### Given task 1
Answer these questions from the text about RTK 1.
(a) What is the English name of RTK 1?
(b) Which broadcaster is RTK 1 part of?
(c) When was RTK 1 founded?
### Given task 2
Using the text about RTK 1, say whether each statement agrees with it. Answer yes or no and quote the words that decide it.
(a) RTK 1 can be watched in Switzerland.
(b) RTK 1 is a private television channel.
(c) Bernard Kouchner was a senior UN official in Kosovo at the time.
### Given task 3
Copy word for word the part of the text about RTK 1 from "RTK 1 (English: Radio" up to and including "Official in Kosovo.".

─── Text block ───

RTK 1 (English: Radio Television of Kosovo 1, Albanian: Radio Televizioni i Kosovës 1) is the first public television channel of Kosovo, providing general programming. As part of the Radio Television of Kosovo (RTK), a public service broadcaster, RTK 1 produces and airs newscasts, sports updates and talk shows of interest to Kosovo viewers. RTK 1 airs throughout the whole territory of Kosovo, as well as in Albania, North Macedonia, Montenegro, Slovenia, Germany and Switzerland.

History 
RTK 1 was founded a few weeks after the end of the NATO bombing of Yugoslavia, at the instigation of then United Nations Interim Administration Mission in Kosovo & the Organization for Security and Co-operation in Europe. Originally funded through contributions from international donors, this $3 Million Project, but it was also strongly supported by Bernard Kouchner, then senior UN Official in Kosovo.

─── Records supplied ───

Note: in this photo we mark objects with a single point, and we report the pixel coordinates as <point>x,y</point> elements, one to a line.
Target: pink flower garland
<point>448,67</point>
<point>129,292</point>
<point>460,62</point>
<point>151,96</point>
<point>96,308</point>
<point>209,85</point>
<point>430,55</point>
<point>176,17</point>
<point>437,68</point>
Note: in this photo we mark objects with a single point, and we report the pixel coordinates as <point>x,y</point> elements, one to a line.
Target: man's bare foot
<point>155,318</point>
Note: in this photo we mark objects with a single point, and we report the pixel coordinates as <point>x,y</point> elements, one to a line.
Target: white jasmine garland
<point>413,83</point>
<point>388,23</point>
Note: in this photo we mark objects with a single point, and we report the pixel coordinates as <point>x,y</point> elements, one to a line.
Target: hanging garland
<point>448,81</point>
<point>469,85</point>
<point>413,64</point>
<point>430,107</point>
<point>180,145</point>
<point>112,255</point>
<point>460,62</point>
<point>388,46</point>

───

### Worked solution 1
(a) Radio Television of Kosovo 1
(b) The Radio Television of Kosovo (RTK), a public service broadcaster
(c) A few weeks after the end of the NATO bombing of Yugoslavia

### Worked solution 2
(a) Yes: "RTK 1 airs throughout the whole territory of Kosovo, as well as in Albania, North Macedonia, Montenegro, Slovenia, Germany and Switzerland."
(b) No: "RTK 1 (English: Radio Television of Kosovo 1, Albanian: Radio Televizioni i Kosovës 1) is the first public television channel of Kosovo"
(c) Yes: "Bernard Kouchner, then senior UN Official in Kosovo"

### Worked solution 3
RTK 1 (English: Radio Television of Kosovo 1, Albanian: Radio Televizioni i Kosovës 1) is the first public television channel of Kosovo, providing general programming. As part of the Radio Television of Kosovo (RTK), a public service broadcaster, RTK 1 produces and airs newscasts, sports updates and talk shows of interest to Kosovo viewers. RTK 1 airs throughout the whole territory of Kosovo, as well as in Albania, North Macedonia, Montenegro, Slovenia, Germany and Switzerland.

History 
RTK 1 was founded a few weeks after the end of the NATO bombing of Yugoslavia, at the instigation of then United Nations Interim Administration Mission in Kosovo & the Organization for Security and Co-operation in Europe. Originally funded through contributions from international donors, this $3 Million Project, but it was also strongly supported by Bernard Kouchner, then senior UN Official in Kosovo.